- **DOCUMENT SECTION**
-- Start --
Rain sets the backdrop for a unique Spark performance

By Rob Peoni, Spark writer in residence 

My routine of walking from my home in Fletcher Place to Monument Circle for Listen Hear’s ambient, experimental, Mellow Monday set was interrupted due to weather this week. A late afternoon rain was showering downtown Indy. Despite the weather, the performance by local multi-instrumentalist Rob Funkhouser was scheduled to proceed – rain or shine. With walking out the window, I called an Uber rather than attempt to negotiate parking.

“Look at that mural!” my driver chuckled as we emerged from beneath the parking garage on Virginia Ave. She was pointing at the image of a man on a ladder, supporting an impossibly large scroll. Franklin, TN muralist Michael Cooper, designed the piece, entitled “Indy – Always On A Roll!” My driver admits she has never noticed the mural.
-- End --
- **REQUEST**
Rewrite the passage of the Spark show piece starting at "By Rob Peoni, Spark" and ending at "to negotiate parking.", with "an Uber" changed to "a taxi". Work only from the text about the rain-soaked Spark show.

- **SUPPLIED RECORDS**
-- Start --
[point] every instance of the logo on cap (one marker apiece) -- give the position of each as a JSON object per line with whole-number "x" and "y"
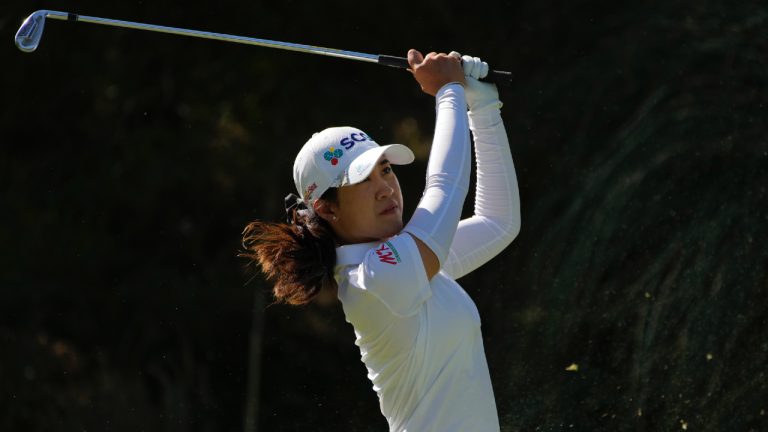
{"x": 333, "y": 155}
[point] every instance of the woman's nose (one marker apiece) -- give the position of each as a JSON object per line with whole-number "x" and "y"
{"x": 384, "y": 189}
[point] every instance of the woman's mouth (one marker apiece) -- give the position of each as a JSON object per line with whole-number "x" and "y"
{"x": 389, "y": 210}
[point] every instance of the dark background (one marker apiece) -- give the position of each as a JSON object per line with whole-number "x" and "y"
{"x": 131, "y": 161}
-- End --
-- Start --
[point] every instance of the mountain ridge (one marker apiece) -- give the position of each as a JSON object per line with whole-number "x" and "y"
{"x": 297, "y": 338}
-- End --
- **OUTPUT**
By Rob Peoni, Spark writer in residence 

My routine of walking from my home in Fletcher Place to Monument Circle for Listen Hear’s ambient, experimental, Mellow Monday set was interrupted due to weather this week. A late afternoon rain was showering downtown Indy. Despite the weather, the performance by local multi-instrumentalist Rob Funkhouser was scheduled to proceed – rain or shine. With walking out the window, I called a taxi rather than attempt to negotiate parking.